Google avoids a head-on collision between Chrome OS and Android

via Fickr © roberthuffstutter (CC BY 2.0)

via Fickr © roberthuffstutter (CC BY 2.0)

Google’s stated intention to bring ‘Chrome OS and Android closer together’  stimulates periodic rumours that it is intending to phase Chrome OS out in favour of a Windows-like OS that can be striped across mobile and desktop environments via some sort of hybrid Web/native construction.

One can’t help suspecting that the wish to see Chrome OS out of the way by many partial observers is - as so often the case in tech religious wars - father to the rumour.

And it’s surfaced again in the last week, so Google has popped up to reiterate its position: there’s no plans to phase out Chrome OS, it’s still going down a storm, more Chromebooks and Chromeboxes are on the way via multiple vendors and Google is planning to add more features There are no plans to ‘merge’ but there are plans to have them ‘come closer together’.

There’s so much semantic wriggle-room with that stance that it’s hardly surprising that rumours keep circulating. So where is Google going with that ‘coming closer together’ stuff?

Wherever it is going it’s not exactly going there fast. Yes, Chrome OS is often these days reported as having ‘come on’ quite a bit from its early beginnings and now has more features, working more coherently than ever before with Google is promising yet more.  

In his recent ‘no we’re not merging the OSs’ blog, Hiroshi Lockheimer, SVP in charge of Android, Chrome OS and Chromecast  ticked off all the moves and enhancements current or on the way to settle nerves. These included “a new media player, a visual refresh based on Material Design, improved performance, and of course, a continued focus on security. With our regular six-week software cycle and guaranteed auto-updates for five years.”

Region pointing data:

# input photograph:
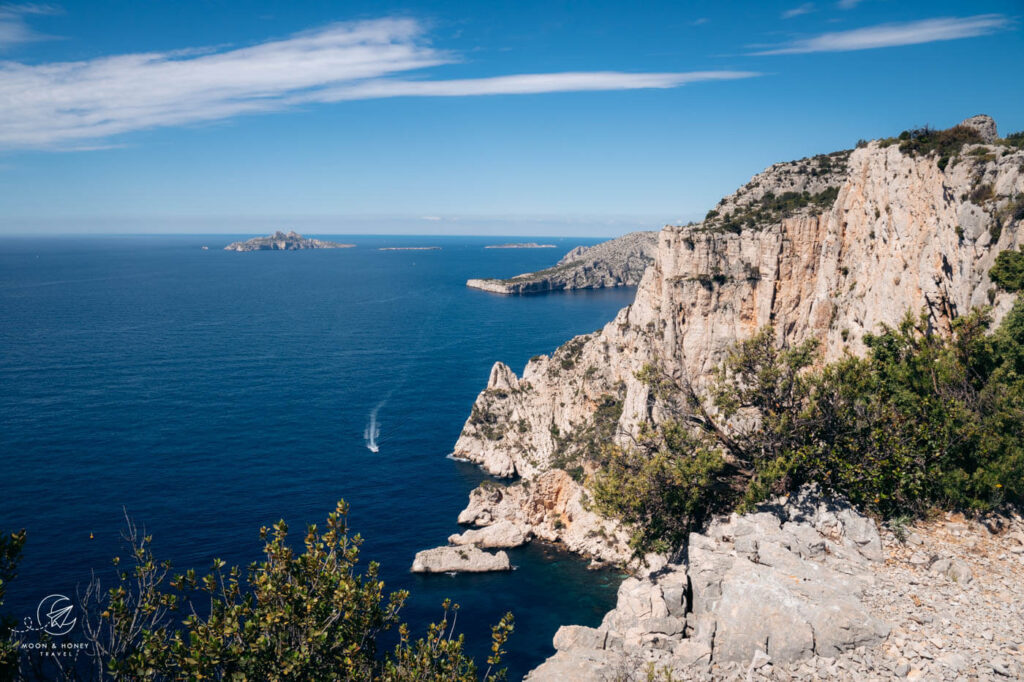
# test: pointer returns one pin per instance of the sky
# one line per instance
(429, 117)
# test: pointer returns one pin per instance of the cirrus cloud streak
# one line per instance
(83, 104)
(892, 35)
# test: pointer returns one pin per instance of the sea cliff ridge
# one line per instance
(280, 241)
(830, 248)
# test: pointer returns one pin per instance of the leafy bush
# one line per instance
(662, 488)
(922, 141)
(10, 554)
(1008, 271)
(305, 614)
(771, 209)
(1015, 139)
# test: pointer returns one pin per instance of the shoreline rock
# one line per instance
(617, 262)
(282, 242)
(525, 245)
(779, 585)
(465, 559)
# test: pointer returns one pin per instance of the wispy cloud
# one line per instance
(14, 28)
(75, 104)
(891, 35)
(805, 8)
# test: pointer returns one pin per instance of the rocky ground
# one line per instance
(942, 628)
(619, 262)
(816, 596)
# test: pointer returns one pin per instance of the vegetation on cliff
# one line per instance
(928, 419)
(307, 614)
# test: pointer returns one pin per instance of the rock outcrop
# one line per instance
(830, 248)
(619, 262)
(466, 559)
(282, 242)
(780, 585)
(520, 245)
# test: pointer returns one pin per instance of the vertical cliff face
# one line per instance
(828, 248)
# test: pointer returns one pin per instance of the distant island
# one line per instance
(282, 242)
(526, 245)
(619, 262)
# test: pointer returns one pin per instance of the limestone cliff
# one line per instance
(282, 242)
(829, 247)
(617, 262)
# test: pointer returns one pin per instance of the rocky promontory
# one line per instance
(619, 262)
(833, 248)
(520, 245)
(280, 241)
(806, 588)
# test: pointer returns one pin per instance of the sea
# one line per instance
(207, 393)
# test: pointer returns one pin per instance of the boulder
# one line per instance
(502, 534)
(467, 559)
(984, 125)
(954, 569)
(569, 637)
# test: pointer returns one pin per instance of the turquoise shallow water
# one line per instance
(210, 393)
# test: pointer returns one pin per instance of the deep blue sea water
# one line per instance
(212, 392)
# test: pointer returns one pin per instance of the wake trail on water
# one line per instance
(373, 430)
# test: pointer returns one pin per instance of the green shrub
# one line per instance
(660, 489)
(922, 141)
(1014, 139)
(1008, 271)
(924, 421)
(302, 613)
(10, 554)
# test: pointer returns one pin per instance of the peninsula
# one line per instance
(524, 245)
(619, 262)
(832, 533)
(282, 242)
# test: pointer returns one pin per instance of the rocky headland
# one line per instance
(619, 262)
(806, 588)
(523, 245)
(830, 248)
(284, 242)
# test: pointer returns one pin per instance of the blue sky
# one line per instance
(546, 118)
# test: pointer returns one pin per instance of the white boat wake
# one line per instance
(373, 431)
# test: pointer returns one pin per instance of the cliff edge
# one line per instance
(617, 262)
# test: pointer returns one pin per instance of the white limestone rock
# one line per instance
(460, 559)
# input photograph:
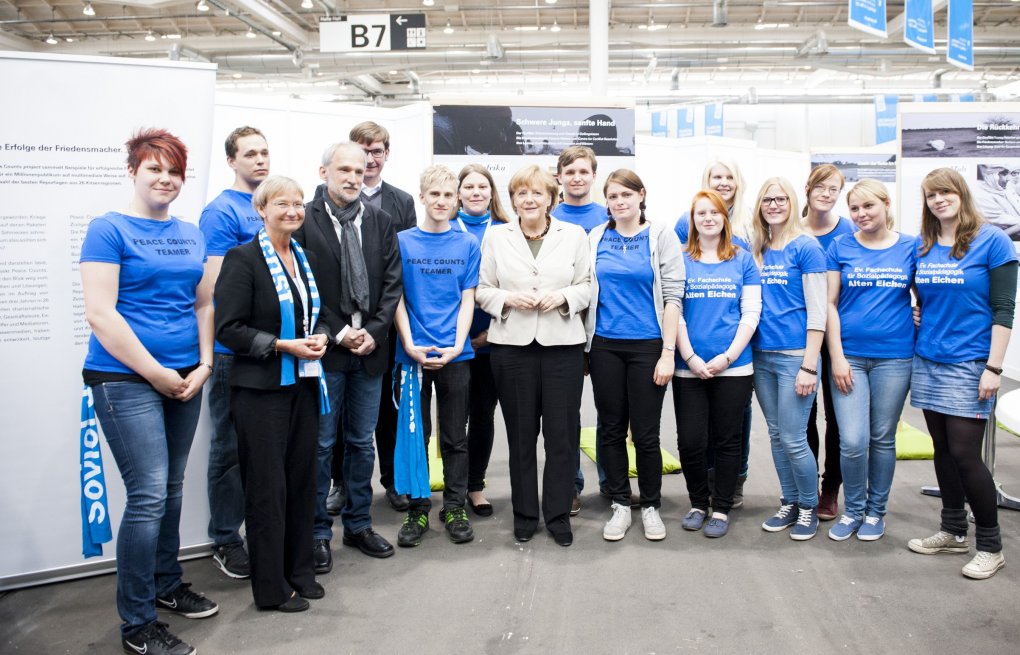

▸ **REQUIRED TASKS**:
**1.** Answer these questions about the article on Chrome OS and Android:
(a) Which two kinds of devices does the article say are on the way from multiple vendors?
(b) What position does Hiroshi Lockheimer hold?
(c) For how many years are auto-updates guaranteed?
**2.** Output the passage of the article on Chrome OS and Android word for word, starting with "Google avoids a" and going on through "hybrid Web/native construction.".
**3.** Pick up the article on Chrome OS and Android after its last sentence and continue writing it.
This material has no connection to the text.

▸ **ANSWERS IN ORDER**:
**1.**
(a) Chromebooks and Chromeboxes.
(b) He is the SVP in charge of Android, Chrome OS and Chromecast.
(c) Five years.

**2.**
Google avoids a head-on collision between Chrome OS and Android

via Fickr © roberthuffstutter (CC BY 2.0)

via Fickr © roberthuffstutter (CC BY 2.0)

Google’s stated intention to bring ‘Chrome OS and Android closer together’  stimulates periodic rumours that it is intending to phase Chrome OS out in favour of a Windows-like OS that can be striped across mobile and desktop environments via some sort of hybrid Web/native construction.

**3.**
A year or so ago we reported that Google was looking to enable Android apps to run within Chrome OS - so not so much folding Chrome into Android as folding Android into Chrome. Google claimed the apps would run ‘on top’ of the Chrome platform inside of ‘Native Client’ which is a sandbox (insulated from the underlying OS) for running native code from other platforms. Android apps to start with - Vine, Evernote,  Duolingo (language) and a children’s reading app,  Sight Words -  and says it’s working with a “select group’ of “Android developers to add more.

In the blog post Lockheime referenced this development by observing that Google had “brought more of your favorite Android apps to your Chromebook via Apps Runtime on Chrome (a.k.a. ARC).”

But if there’s been sudden flowering of ARC apps as the fruit of the ‘coming together’ process then Google has let it pass me (a constant Chrome OS user) by. Google is quick enough to push its other developments and enhancements right onto my screen, so what’s happening?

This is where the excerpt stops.